Copy the records below line for line, with no changes, and omit the pictures from your answer.

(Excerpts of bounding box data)
= = =
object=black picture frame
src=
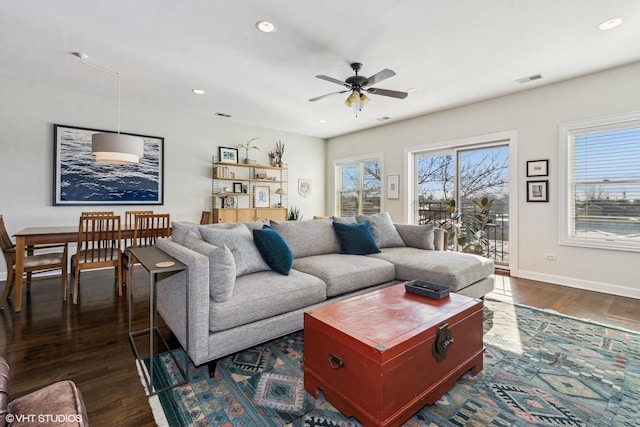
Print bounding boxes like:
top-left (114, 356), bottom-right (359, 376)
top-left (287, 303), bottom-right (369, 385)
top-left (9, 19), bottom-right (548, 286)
top-left (527, 160), bottom-right (549, 177)
top-left (527, 180), bottom-right (549, 202)
top-left (218, 147), bottom-right (238, 163)
top-left (52, 124), bottom-right (164, 206)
= = =
The response:
object=black picture frame
src=
Print bounding boxes like:
top-left (114, 356), bottom-right (359, 376)
top-left (287, 303), bottom-right (369, 385)
top-left (9, 19), bottom-right (548, 286)
top-left (527, 160), bottom-right (549, 177)
top-left (527, 180), bottom-right (549, 202)
top-left (218, 147), bottom-right (238, 163)
top-left (52, 124), bottom-right (164, 206)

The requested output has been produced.